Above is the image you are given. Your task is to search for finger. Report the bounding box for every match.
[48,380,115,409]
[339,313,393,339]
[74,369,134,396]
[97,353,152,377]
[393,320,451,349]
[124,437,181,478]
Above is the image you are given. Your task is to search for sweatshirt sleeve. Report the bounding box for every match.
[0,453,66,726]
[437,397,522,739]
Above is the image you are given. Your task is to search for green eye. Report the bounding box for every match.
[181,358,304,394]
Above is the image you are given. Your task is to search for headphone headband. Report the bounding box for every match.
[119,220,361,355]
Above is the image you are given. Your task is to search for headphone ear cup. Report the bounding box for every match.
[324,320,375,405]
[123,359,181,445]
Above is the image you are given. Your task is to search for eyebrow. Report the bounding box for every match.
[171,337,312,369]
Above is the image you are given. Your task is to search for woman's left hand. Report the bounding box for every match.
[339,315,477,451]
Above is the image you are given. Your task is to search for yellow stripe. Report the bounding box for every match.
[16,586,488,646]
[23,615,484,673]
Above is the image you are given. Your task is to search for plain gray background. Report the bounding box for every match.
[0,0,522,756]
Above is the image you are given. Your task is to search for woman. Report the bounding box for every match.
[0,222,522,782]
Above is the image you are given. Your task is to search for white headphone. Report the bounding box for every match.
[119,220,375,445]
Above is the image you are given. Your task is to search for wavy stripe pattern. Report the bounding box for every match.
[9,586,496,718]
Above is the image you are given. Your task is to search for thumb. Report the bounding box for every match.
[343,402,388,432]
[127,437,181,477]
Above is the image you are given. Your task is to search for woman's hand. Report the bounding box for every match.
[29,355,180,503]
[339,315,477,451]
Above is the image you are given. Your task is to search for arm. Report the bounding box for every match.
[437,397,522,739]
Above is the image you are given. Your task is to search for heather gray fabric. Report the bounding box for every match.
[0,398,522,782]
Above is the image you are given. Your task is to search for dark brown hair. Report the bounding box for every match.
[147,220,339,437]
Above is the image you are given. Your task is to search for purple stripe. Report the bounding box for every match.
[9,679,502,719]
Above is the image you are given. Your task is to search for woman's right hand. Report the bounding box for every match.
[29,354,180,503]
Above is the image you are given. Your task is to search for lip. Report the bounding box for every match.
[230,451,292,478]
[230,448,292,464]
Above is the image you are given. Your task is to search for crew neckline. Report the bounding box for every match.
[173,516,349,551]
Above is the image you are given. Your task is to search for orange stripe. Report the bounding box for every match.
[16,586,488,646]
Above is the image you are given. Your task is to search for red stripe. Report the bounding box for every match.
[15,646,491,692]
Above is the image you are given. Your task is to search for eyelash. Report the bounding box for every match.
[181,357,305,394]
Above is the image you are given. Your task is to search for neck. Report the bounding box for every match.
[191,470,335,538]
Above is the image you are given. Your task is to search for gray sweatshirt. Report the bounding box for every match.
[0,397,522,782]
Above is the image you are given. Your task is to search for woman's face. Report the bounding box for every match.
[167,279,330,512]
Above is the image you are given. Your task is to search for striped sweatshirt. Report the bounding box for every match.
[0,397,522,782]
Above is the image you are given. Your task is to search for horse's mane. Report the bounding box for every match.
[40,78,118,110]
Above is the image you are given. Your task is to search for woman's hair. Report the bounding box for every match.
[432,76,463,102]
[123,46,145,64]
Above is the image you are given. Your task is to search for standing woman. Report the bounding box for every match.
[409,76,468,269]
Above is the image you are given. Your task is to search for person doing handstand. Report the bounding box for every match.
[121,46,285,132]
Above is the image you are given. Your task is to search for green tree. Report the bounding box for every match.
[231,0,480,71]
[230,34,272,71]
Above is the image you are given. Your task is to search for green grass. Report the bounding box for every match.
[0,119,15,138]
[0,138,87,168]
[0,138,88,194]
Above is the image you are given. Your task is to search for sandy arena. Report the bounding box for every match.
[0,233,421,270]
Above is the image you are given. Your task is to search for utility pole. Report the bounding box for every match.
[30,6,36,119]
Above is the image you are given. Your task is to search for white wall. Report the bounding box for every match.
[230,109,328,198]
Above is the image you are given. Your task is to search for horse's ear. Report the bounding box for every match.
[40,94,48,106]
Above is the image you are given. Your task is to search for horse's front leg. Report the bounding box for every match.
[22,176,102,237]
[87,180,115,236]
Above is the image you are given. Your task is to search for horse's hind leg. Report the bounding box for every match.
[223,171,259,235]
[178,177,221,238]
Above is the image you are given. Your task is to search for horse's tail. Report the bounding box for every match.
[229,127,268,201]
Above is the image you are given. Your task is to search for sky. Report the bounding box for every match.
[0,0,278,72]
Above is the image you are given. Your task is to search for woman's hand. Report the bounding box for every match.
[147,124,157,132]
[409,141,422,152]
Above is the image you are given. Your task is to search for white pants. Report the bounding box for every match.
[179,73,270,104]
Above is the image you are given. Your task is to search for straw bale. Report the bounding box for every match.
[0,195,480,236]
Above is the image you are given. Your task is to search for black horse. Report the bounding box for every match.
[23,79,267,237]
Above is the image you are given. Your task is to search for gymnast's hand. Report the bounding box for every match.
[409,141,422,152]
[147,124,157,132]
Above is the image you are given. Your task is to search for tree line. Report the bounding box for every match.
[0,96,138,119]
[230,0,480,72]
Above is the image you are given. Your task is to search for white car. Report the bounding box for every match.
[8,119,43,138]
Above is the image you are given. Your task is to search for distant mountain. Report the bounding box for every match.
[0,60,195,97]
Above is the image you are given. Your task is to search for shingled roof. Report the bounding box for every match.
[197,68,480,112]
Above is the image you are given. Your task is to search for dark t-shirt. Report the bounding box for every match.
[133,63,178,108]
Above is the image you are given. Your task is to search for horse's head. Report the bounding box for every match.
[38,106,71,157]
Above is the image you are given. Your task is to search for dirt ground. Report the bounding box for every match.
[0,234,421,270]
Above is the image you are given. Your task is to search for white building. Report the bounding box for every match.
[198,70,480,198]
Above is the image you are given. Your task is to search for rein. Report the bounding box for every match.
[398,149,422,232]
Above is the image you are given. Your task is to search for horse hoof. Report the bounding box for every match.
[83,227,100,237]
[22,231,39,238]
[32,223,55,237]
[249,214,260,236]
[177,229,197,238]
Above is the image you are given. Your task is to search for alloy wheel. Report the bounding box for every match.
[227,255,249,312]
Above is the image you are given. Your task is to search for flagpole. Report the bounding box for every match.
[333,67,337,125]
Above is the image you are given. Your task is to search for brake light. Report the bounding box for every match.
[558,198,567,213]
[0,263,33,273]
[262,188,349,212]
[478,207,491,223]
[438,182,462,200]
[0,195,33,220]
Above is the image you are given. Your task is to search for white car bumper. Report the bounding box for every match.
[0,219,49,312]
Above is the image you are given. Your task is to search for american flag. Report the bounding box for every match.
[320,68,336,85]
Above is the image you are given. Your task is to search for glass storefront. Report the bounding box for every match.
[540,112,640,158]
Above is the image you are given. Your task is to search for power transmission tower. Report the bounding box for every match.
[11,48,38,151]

● ● ● ●

> [TASK BRIEF]:
Reproduce all of the records above verbatim, keeping every line in its original order.

> [REPLY]:
Above is the image you are given. Your task is to search for finger. Report the bounding box for every match.
[48,380,115,409]
[339,313,393,339]
[74,369,134,396]
[97,353,152,377]
[393,320,451,349]
[124,437,181,478]
Above is the image you are given. Your task is to search for sweatshirt sleeve. Report the bounding box for every match.
[0,453,66,726]
[437,397,522,739]
Above is the image you are given. Your task is to search for green eye. Report the bounding box for every match.
[181,358,304,394]
Above is the image you are given. Your task is to search for headphone headband. Report the bounding box for every match.
[119,220,361,355]
Above is the image you are given. Your task is to search for headphone ear cup. Report the bounding box for every match.
[324,320,375,405]
[123,359,181,445]
Above is the image you are given. Your task is to search for eyebrow. Report the bounding box for every match.
[171,337,312,369]
Above is the image you are given. Your task is to search for woman's left hand. Report the bounding box for every match.
[339,315,477,451]
Above is the image you are given. Your task is to search for yellow stripe. Report the bounding box for every match.
[16,586,488,646]
[23,615,484,673]
Above is the image you are given. Your task is to search for plain gray background. Report the bounding box for every match.
[0,0,522,756]
Above is the image you are given. Your task is to search for woman. Report the bounding box for every match.
[0,222,522,782]
Above is the image you are given. Your task is to search for white headphone. Report the bounding box for every match.
[119,220,375,445]
Above is the image you are given. Your task is to search for wavy stripe pattern. Report the bounding box for every match.
[9,586,496,718]
Above is the image you are given. Your task is to search for thumb. Report the bounding box for every match.
[343,402,388,432]
[127,437,181,477]
Above is the image you are given. Your task is to search for woman's hand. Report the bounding box for every match.
[29,355,180,503]
[339,315,477,451]
Above is the image you are given. Your task is to search for arm. Report the bounding box for every match.
[437,397,522,739]
Above is the image you are given. Your task is to search for heather gray fabric. Report the bounding box for every match.
[0,398,522,782]
Above is the image you are given. Your task is to search for dark brown hair. Report the bounding box for every match.
[147,220,339,437]
Above is the image you are given. Your task is to search for purple stripe. Report the bounding box for every match.
[9,679,502,719]
Above is the image you are given. Your task is to search for woman's right hand. Report the bounding box for every match.
[29,354,180,503]
Above is the image you are given. Your task is to search for lip. Report the bounding box for every match.
[230,451,292,478]
[230,448,292,464]
Above is the image you are given. Your task is to search for crew neckline. Report the bounding box for every match.
[173,516,349,551]
Above is the image you are given. Your task is to search for orange stripe. Report the bounding box for every match.
[16,586,488,646]
Above is the image you are given. Your task is to search for red stripe. Report the bounding box for every match.
[15,646,491,692]
Above is the image you are given. Your task is to search for eyelash. Report the bounding box for every match.
[181,357,305,394]
Above is the image you are given. Your task is to search for neck. Report the bounding box for every match.
[191,470,335,538]
Above is the image you are given. Your task is to search for gray sweatshirt. Report the bounding box for every match.
[0,397,522,782]
Above is the image you are given. Your task is to search for woman's face. Report the bounding box for every match.
[167,279,330,512]
Above is the image you are given. Your task is to search for striped sweatshirt. Report the bounding box for every match.
[0,397,522,782]
Above is the image you are given. Your task is to search for horse's mane. Report the bounding box for every match.
[40,78,118,110]
Above is the image you are given. Your task is to search for woman's hair. Report the bounding box for every match.
[432,76,463,102]
[123,46,145,64]
Above is the image you are given. Your task is to search for standing woman. Report the bounding box for every match.
[409,76,468,269]
Above is the image you are given. Your task is to search for person doing handstand. Report the bounding box for every match.
[121,46,285,132]
Above is the image you are given. Your task is to search for green tree. Report the bounding box for every match.
[231,0,480,71]
[230,34,272,71]
Above is the image you are given. Your task is to search for green grass. Report the bounding box for every match.
[0,119,15,138]
[0,138,87,168]
[0,138,88,194]
Above is the image you are given. Your task is to search for sandy arena. Report the bounding box for every match.
[0,233,421,270]
Above is the image you are given. Your task is to search for utility pole. Report the bounding box for every match.
[30,6,36,119]
Above is the image you are given. Your task is to search for white wall. Report the bounding box for every match.
[230,109,328,198]
Above is the image you are given. Your task is to search for horse's ear. Report the bounding box for every match.
[40,94,48,106]
Above is the image you are given. Your task is to search for horse's front leg. Report the bounding box for every match.
[22,176,102,237]
[87,180,115,236]
Above is the image you are given. Your task is to search for horse's hind leg. Report the bounding box for every match.
[223,171,259,235]
[178,177,221,238]
Above is the image you are given. Your task is to search for horse's tail. Report the bounding box for every match.
[229,127,268,201]
Above is the image you are given. Your task is to search for sky. Report the bounding box for every match.
[0,0,278,72]
Above is the image you are given. Your task is to search for woman's hand. Report the bounding box for every match.
[147,124,157,132]
[409,141,422,152]
Above is the image you are given. Your task is to search for white pants. Report the bounding box for every match.
[179,73,270,104]
Above is the image you are given. Your task is to search for straw bale. Report the bounding box for every match.
[0,195,480,236]
Above is the image you are given. Your task is to search for black horse. Report the bounding box for every match.
[23,79,267,237]
Above is the image you are given. Your task is to search for gymnast's hand. Report the bounding box for every match.
[409,141,422,152]
[147,124,157,132]
Above is the image you are given. Your task is to search for tree line. Report the bounding box for every match.
[0,96,138,119]
[230,0,480,72]
Above is the image you are given. Your task is to search for white car. Report the bounding box for every match.
[8,119,43,138]
Above is the image you are given. Your task is to search for distant mountain. Report the bounding box for every match.
[0,60,195,97]
Above is the image you are given. Your task is to search for shingled roof. Report the bounding box for every match.
[197,68,480,112]
Above is the image you are given. Your task is to search for dark t-shirt. Report the bounding box for every match.
[133,63,178,108]
Above is the image you are given. Your task is to search for horse's head. Report the bounding box for every match.
[38,106,71,157]
Above is the image you are given. Your task is to search for dirt ground. Report the bounding box for every match.
[0,234,421,270]
Above is the image you are given. Your task is to search for white building. Report the bounding box for every match.
[198,70,480,198]
Above is the image you are given. Your task is to search for rein. Report the bounding box for every match.
[398,149,422,232]
Above is the image you are given. Your task is to search for horse hoof. Report the bounding box for every match.
[83,227,100,237]
[22,231,39,238]
[32,223,55,237]
[249,214,260,236]
[177,229,197,238]
Above is the image you are given. Your task is to search for alloy wheel. Report the bounding box for every match.
[227,255,249,312]
Above is the image you are given. Your task is to search for flagpole. Report the bounding box for every match.
[333,67,337,125]
Above is the image you are given. Your task is to search for brake light. Report the bounding box for every match.
[558,198,567,213]
[0,263,33,273]
[262,188,349,212]
[478,207,491,223]
[438,182,462,200]
[0,195,33,220]
Above is the image you are given. Your task is to search for white car bumper. Report the bounding box for every match.
[0,219,49,312]
Above is the image you are given. Your task is to search for american flag. Report the bounding box for every match.
[320,68,336,85]
Above is the image you are given. Your task is to search for glass storefront. Report the bounding box for every match.
[540,112,640,158]
Above is the image you are given. Your task is to search for power transmission tower. Report the bounding box for every match.
[11,48,38,151]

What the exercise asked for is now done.